YOUR INSTRUCTIONS >>
Render each line of the listing below as a numbered list. Omit blank lines and leave out the pictures.

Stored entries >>
^^^^^^^^

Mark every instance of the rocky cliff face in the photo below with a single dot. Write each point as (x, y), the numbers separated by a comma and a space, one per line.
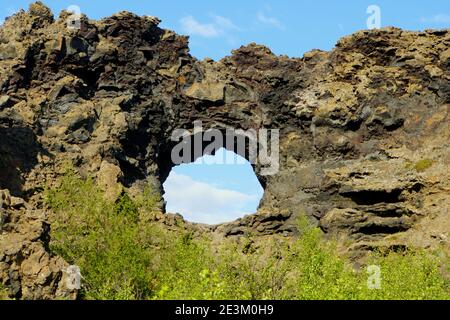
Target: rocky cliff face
(364, 129)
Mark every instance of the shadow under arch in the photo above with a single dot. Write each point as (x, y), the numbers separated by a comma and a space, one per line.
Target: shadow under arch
(191, 146)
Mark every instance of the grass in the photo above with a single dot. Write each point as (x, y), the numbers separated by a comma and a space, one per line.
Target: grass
(421, 165)
(124, 255)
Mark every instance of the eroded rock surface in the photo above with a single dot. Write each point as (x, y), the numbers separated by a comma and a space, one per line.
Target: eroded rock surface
(364, 128)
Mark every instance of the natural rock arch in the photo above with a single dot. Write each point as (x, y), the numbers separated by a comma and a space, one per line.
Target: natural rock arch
(112, 92)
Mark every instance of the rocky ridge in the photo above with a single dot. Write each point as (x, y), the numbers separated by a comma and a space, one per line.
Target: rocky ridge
(364, 129)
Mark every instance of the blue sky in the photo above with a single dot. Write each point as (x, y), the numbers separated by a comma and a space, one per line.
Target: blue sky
(217, 193)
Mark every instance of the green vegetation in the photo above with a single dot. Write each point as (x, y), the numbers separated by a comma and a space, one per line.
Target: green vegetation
(420, 165)
(123, 254)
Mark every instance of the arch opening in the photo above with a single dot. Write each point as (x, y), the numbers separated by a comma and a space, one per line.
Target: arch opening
(214, 188)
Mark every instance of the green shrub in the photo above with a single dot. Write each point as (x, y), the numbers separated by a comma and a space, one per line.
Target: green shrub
(123, 255)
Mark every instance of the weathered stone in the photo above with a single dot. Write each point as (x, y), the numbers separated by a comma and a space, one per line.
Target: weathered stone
(213, 92)
(364, 134)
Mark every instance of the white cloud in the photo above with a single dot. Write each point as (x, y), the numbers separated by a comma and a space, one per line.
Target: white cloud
(202, 202)
(271, 21)
(218, 27)
(439, 18)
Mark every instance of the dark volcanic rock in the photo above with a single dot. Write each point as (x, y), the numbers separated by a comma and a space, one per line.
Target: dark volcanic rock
(355, 123)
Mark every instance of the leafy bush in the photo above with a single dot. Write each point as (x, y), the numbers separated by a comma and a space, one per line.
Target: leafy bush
(124, 255)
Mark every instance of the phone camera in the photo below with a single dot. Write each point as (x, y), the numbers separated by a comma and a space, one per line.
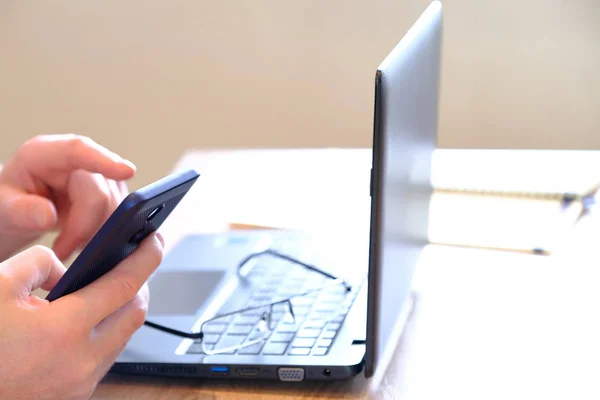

^^^^^^^^

CORRECT ANSWER >>
1. Mark every instance of the rocky cliff face in the photo below with a single dot. Write each point as (x, y), the numbers separated by a comma and a space, one per line.
2. Target: rocky cliff face
3. (364, 129)
4. Mark every instance of the shadow under arch in the photo above with a single dot. Write each point as (x, y), the numbers separated by a comma and a space, one per line.
5. Target: shadow under arch
6. (191, 146)
7. Mark every instance of the grass in the photo above with a single dot. Write each point as (x, y), the numbers separated by a comma and a space, one per line.
8. Target: grass
9. (421, 165)
10. (124, 255)
11. Mark every instance of the eroded rock surface in the photo above with a single dot. Write each point as (x, y), the numbers separated by a comma and a space, one per line.
12. Target: eroded rock surface
13. (364, 128)
14. Mark every instance of the natural rock arch in the photo above with a single dot. Write each point as (x, y), the numbers separated by a comma and a space, one per line.
15. Target: natural rock arch
16. (112, 92)
17. Mark every instance of the rocky ridge in the photo above with a single dot. Write each point as (x, y), the numbers separated by a comma and a space, one per line.
18. Target: rocky ridge
19. (364, 129)
20. Mark every instance of the blue sky in the photo above with a single dot. Write each point as (x, y), the numbers separated by a comma and a space, one per line.
21. Target: blue sky
22. (217, 193)
23. Mark every instance of the green vegetation in the photo above with a single dot. Write each point as (x, y), the numbers separated by a comma and a space, one per line.
24. Target: green vegetation
25. (420, 165)
26. (123, 254)
27. Mark every instance of the arch opening in the photo above with a single dot. Write each point as (x, y), the numbers separated by a comma and a space, one per line.
28. Target: arch opening
29. (214, 188)
30. Mark every instance of the green shrub in the photo above with a single dot. Write each point as (x, y), the numbers separated by a comma and a space, one per line.
31. Target: green shrub
32. (123, 255)
33. Mark every instance of the weathered stone in the photo above with a single dot. Write each point as (x, y), the numbers separated by a comma and a space, one per line.
34. Target: weathered stone
35. (213, 92)
36. (364, 134)
37. Mark every instance of the white cloud in the photo above with a single dot. Write each point as (x, y), the numbers separated by a comma and a space, one per line.
38. Target: white cloud
39. (202, 202)
40. (271, 21)
41. (218, 27)
42. (439, 18)
43. Mark every instance of the dark volcanic rock in the photo above with a single dot. Write each point as (x, y), the numbers separated by a comma and a space, one per line.
44. Target: dark volcanic rock
45. (355, 123)
46. Mark every instance of the leafy bush in the photo above with a single dot. Write each point as (x, y), the numbers separated by a comma and a space, one per line.
47. Target: leafy bush
48. (124, 255)
49. Mark every instance of the phone camera in the photo below with a single dot. Write each point as (x, y), the numbers separated by a comma and a space, one per line.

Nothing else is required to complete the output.